ASSIGNED TASK — Exactly and without additions, transcribe the line that contains "Point out every instance of the dense" and every line after it in the data.
____________
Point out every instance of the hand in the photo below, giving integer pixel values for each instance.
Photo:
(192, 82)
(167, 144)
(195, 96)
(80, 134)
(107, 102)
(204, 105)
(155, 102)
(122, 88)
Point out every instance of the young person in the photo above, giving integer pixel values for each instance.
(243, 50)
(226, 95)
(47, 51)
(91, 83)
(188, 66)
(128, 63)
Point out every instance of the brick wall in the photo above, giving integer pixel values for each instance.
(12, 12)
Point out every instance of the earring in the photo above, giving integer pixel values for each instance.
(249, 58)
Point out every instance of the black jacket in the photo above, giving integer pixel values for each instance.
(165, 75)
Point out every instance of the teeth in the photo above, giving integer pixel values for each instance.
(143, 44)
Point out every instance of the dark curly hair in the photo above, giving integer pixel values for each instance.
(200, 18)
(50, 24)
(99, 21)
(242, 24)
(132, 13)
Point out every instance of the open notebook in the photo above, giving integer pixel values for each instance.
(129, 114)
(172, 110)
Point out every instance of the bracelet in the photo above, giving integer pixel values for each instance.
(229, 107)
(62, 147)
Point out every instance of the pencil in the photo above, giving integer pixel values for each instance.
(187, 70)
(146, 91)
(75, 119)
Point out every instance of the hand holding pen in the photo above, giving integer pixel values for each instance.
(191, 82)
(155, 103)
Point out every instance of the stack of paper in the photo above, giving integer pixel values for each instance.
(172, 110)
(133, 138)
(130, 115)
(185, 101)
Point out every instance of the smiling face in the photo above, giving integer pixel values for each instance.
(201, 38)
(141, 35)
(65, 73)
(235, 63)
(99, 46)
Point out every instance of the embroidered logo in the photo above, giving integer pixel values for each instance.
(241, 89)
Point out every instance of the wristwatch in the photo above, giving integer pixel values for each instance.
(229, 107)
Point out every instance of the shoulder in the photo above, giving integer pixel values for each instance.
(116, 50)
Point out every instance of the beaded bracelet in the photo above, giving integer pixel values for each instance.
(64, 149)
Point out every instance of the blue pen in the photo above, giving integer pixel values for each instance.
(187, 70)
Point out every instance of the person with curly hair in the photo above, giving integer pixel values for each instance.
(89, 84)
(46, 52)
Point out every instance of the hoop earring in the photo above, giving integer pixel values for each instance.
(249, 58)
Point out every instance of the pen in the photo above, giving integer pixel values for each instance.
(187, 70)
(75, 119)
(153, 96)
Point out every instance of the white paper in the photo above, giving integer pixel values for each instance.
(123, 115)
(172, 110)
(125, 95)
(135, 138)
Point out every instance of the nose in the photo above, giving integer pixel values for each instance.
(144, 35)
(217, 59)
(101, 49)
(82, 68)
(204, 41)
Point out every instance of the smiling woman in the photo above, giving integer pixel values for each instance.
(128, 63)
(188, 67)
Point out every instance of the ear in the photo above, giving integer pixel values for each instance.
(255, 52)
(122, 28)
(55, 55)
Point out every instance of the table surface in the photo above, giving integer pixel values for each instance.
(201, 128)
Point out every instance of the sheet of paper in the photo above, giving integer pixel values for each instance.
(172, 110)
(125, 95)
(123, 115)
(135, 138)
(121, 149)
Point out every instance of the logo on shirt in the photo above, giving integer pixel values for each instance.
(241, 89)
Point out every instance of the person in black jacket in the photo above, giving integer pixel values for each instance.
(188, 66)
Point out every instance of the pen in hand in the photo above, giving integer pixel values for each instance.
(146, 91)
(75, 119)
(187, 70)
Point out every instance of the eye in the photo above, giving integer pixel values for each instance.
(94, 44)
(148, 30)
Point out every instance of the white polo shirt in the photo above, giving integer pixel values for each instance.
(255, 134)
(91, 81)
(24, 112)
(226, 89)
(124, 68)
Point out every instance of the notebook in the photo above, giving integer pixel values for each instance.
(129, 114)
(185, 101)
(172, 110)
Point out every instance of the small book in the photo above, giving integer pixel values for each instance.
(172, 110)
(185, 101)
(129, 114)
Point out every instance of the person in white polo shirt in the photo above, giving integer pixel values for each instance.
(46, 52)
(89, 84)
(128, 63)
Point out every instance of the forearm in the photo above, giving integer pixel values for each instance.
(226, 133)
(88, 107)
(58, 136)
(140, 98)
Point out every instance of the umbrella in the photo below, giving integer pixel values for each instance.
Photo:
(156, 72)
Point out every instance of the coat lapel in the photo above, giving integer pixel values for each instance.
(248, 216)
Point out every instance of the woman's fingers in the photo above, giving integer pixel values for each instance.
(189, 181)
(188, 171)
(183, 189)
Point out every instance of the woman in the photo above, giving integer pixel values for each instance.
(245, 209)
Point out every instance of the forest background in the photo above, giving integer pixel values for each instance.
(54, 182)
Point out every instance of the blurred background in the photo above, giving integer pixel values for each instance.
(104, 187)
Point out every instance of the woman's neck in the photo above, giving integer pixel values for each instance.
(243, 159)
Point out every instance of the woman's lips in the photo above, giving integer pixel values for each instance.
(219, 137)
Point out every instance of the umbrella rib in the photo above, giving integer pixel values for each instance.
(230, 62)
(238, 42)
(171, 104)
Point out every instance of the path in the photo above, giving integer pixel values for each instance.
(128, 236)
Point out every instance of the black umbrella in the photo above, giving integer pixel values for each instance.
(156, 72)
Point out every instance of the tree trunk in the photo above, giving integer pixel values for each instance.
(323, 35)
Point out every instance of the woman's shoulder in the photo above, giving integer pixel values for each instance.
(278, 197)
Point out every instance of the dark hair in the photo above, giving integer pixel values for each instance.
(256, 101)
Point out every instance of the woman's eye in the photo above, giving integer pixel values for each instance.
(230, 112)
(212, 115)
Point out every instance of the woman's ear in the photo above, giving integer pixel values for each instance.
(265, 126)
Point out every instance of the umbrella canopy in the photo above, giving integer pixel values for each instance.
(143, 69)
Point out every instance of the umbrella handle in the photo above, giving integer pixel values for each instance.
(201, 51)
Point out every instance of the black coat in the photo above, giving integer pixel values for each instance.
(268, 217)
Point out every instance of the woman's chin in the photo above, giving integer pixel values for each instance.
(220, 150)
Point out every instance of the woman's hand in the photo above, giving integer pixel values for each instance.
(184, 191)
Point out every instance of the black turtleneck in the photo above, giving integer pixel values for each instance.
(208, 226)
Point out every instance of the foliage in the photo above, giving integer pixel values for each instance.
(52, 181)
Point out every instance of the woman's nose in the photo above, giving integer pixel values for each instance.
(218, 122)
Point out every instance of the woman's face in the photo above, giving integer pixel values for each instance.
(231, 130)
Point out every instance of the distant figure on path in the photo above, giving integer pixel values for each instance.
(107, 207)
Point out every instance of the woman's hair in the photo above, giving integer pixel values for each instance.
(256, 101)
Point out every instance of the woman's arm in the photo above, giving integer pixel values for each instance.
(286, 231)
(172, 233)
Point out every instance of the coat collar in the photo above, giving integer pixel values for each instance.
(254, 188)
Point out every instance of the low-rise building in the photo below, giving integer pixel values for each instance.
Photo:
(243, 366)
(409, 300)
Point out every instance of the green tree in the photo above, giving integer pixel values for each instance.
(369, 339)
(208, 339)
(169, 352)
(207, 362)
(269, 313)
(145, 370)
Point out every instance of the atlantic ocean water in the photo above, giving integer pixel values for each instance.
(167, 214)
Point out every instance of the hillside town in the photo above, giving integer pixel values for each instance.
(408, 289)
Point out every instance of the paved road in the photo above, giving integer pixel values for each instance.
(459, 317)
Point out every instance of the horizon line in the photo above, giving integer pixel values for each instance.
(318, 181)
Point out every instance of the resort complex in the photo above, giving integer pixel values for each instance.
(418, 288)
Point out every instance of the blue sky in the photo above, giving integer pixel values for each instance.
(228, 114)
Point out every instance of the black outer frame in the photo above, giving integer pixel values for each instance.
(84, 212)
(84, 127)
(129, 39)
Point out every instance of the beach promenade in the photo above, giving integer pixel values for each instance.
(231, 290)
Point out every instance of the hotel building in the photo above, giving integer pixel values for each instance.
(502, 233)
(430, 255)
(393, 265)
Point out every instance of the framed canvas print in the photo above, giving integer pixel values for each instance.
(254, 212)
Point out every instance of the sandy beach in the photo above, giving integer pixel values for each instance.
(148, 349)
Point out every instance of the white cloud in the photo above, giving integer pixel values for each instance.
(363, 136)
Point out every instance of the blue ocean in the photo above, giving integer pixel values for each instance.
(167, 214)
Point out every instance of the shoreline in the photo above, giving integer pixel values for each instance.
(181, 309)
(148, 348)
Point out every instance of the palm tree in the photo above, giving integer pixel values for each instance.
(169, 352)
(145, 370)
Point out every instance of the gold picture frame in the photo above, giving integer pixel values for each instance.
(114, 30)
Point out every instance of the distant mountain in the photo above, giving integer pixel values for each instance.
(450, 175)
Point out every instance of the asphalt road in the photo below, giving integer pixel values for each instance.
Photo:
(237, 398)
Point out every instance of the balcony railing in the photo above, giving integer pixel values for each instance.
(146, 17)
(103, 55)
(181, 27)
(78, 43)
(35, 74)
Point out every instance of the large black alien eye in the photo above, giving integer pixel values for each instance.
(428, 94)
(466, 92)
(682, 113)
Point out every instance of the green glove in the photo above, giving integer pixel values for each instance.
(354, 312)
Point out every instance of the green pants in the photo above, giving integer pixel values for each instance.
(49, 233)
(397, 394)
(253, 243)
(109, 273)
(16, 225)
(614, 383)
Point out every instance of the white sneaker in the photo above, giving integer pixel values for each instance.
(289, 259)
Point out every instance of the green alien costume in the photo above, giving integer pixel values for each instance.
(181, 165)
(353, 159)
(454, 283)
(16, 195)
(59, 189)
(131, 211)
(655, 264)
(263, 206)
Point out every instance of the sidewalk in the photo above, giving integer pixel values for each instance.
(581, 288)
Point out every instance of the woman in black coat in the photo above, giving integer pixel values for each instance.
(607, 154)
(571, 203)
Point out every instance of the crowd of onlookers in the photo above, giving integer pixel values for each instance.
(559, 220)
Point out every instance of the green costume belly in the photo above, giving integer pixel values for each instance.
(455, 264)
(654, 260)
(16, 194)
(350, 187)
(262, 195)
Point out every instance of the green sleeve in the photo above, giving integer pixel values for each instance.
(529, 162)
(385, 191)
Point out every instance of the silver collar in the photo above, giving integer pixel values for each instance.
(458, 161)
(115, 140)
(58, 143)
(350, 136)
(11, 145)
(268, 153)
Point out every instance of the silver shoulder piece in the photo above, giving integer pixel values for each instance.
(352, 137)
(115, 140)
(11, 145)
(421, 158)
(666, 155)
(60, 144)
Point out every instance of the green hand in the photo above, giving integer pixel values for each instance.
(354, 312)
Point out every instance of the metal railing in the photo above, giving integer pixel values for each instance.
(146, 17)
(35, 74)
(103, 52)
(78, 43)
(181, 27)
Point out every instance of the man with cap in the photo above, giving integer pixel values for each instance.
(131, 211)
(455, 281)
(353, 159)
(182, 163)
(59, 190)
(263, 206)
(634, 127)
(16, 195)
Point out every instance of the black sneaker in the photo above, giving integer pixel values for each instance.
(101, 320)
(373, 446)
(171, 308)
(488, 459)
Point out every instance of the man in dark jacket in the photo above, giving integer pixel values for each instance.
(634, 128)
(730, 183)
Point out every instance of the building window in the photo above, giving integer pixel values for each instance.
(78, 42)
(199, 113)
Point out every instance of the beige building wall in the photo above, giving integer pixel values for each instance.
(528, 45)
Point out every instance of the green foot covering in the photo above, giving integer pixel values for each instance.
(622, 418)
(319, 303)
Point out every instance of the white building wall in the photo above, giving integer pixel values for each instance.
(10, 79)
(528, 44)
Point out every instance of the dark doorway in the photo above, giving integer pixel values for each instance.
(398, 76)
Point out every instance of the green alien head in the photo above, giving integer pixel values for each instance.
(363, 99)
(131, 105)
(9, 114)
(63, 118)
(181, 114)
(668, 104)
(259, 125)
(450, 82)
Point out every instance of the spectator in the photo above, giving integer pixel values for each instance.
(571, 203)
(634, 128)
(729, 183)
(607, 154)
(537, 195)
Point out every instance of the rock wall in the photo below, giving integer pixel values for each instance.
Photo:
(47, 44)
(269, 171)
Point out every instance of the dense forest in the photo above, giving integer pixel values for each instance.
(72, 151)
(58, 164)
____________
REPLY TO THE EXERCISE —
Point out every instance of the dense forest in the photo above, giving integer pixel values for each instance.
(72, 151)
(58, 164)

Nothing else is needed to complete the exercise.